Reproduce the listing below word for word, with no pictures.

(A block of data)
■ ■ ■ ■ ■

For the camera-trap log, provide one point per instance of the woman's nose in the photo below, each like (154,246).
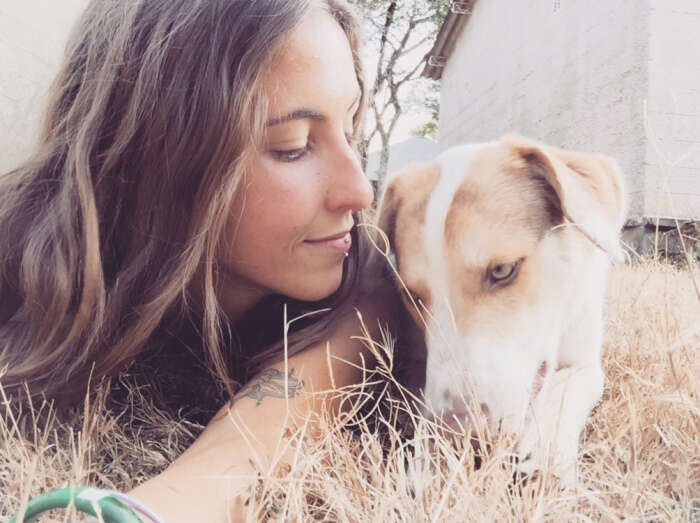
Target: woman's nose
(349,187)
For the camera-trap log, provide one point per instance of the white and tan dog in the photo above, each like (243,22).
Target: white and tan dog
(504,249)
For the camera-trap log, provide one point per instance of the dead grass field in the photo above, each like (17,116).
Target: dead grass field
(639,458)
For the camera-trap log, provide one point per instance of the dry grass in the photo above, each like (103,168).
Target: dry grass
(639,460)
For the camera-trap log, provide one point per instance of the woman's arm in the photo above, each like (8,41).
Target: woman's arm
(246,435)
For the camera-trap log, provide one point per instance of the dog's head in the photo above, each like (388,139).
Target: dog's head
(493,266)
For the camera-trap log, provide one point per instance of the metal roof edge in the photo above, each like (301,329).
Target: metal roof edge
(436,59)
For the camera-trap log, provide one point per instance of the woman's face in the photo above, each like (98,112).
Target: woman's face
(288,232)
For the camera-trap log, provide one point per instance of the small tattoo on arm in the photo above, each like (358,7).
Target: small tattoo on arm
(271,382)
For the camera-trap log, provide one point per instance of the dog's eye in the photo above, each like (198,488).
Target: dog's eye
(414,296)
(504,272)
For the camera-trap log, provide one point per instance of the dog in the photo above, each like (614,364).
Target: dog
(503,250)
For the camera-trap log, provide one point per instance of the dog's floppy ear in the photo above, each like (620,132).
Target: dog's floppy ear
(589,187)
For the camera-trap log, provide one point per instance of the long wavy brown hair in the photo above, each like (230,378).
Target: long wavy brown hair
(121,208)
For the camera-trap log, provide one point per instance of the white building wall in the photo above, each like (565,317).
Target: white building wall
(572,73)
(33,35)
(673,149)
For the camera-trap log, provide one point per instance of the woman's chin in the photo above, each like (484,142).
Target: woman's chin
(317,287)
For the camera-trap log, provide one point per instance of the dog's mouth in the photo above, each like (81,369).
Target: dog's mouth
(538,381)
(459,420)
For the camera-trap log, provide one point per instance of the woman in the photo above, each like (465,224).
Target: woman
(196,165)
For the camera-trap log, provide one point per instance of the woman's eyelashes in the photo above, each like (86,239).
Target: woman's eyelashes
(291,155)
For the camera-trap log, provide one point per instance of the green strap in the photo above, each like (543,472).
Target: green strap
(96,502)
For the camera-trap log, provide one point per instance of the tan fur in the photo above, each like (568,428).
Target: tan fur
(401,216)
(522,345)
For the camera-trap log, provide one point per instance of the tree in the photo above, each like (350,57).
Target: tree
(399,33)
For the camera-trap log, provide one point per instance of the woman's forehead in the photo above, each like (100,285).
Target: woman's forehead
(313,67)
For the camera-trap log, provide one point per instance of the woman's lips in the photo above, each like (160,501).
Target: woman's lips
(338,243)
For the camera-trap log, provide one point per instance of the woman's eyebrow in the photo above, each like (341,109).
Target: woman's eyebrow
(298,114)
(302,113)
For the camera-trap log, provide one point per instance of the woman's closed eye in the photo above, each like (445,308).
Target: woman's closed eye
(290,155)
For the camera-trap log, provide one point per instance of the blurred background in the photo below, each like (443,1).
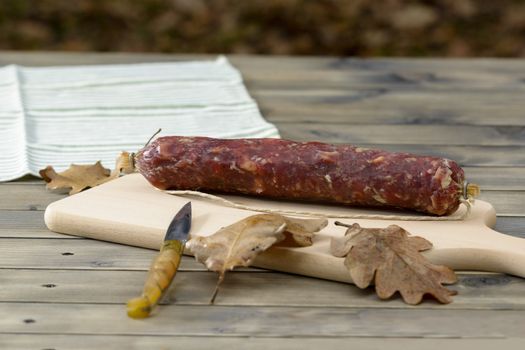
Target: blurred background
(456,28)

■ ■ ■ ■ ■

* Answer
For the camera-trap log, provide one point per instance of the woman's nose in the photo below, each like (154,246).
Target: woman's nose
(349,187)
For the camera-trap log, provide one point per instance of the white and tan dog in the photo above, each like (243,22).
Target: white and tan dog
(504,249)
For the camera-trap log, provide one point per instance of the dead grass field in the photo above, each like (17,116).
Target: dead grass field
(639,458)
For the camera-trap log, provide one point per instance of the dry grass in the photo above, each like (103,168).
Target: dry grass
(639,460)
For the camera-trap log, provide one point per instance of the woman's arm in the photo above, each like (8,41).
Target: woman's arm
(246,435)
For the camera-trap log, provide one point per instance of the dog's head in the photo above, each like (388,139).
Target: dog's head
(493,266)
For the camera-trap log, provide one point per instance of the metal roof edge in the photo above, each like (301,329).
Target: metal roof edge
(436,59)
For the camera-trap log, provide one point per instance of the woman's face in the photo above, each like (98,112).
Target: woman's face
(288,232)
For the camera-trap log, provide one point per instance of the small tattoo on arm in the photo above, each like (358,7).
Target: small tattoo on arm
(271,382)
For the camera-trap log, provide one point per instance of the dog's eye in the photo above, each like (198,488).
Target: dog's eye
(414,296)
(504,272)
For the camera-trap log, provide one point per instance of the dog in the photo above, each like (614,364).
Target: dog
(503,250)
For the camera-trap log, provide one point per instance of the dog's floppy ear in the photo above, each like (620,132).
Target: dog's floppy ear
(589,187)
For the camera-trap log, provide one point per instance of the long wavy brown hair in the photo above, each like (230,378).
Target: long wavy brown hair
(121,208)
For the camera-trap log, provide one point per instance of the white building wall in the photo above, each like (565,317).
Target: white building wall
(572,73)
(33,35)
(673,149)
For the camera-trap log, provide one point per instance of the woman's chin in the photo above, each like (484,142).
Target: woman's chin
(317,287)
For the camera-trap log, provide one point per instance of the dog's mouth in the photo above, each like (81,369).
Target: dog's mouth
(538,381)
(459,420)
For the camera-trap log, provide one point per instance of the woman in the photo above, each like (465,224).
Target: woman
(196,165)
For the camera-trap log, provide one point per instance of the woman's eyelashes in the photo above, each like (86,239).
Target: woman's eyelashes
(291,155)
For the camera-trap log, provide one point per instance of the green strap in the photo above, each like (543,472).
Target: green strap
(96,502)
For the camera-trap log, provide one point per instance of the tan fur in the photo above, each like (568,428).
Target: tan fur
(401,216)
(522,345)
For the camera-trap log, provide one point per instance of the tree in the photo above, each like (350,57).
Target: tree
(399,33)
For the camera-trap log, provide one point per instance of the woman's forehead in the photo above, each like (100,285).
Target: woman's forehead
(313,67)
For the camera-trap log, provide one point per instance of the woman's lips in the photo above, each like (160,501).
Target: woman's lips
(338,243)
For the camera-trap log, provide one point per instance of the woman's eyebrow in the photo above, each like (341,109).
Target: woman's eyebrow
(298,114)
(302,113)
For the camera-trap log, provide one point per instance of the woman's closed eye in the photo above, each like (445,308).
Target: woman's closed eye
(290,155)
For the camera-trap log, provide one point per instance of the blurred background in the photo below, each like (443,1).
Target: blurred background
(456,28)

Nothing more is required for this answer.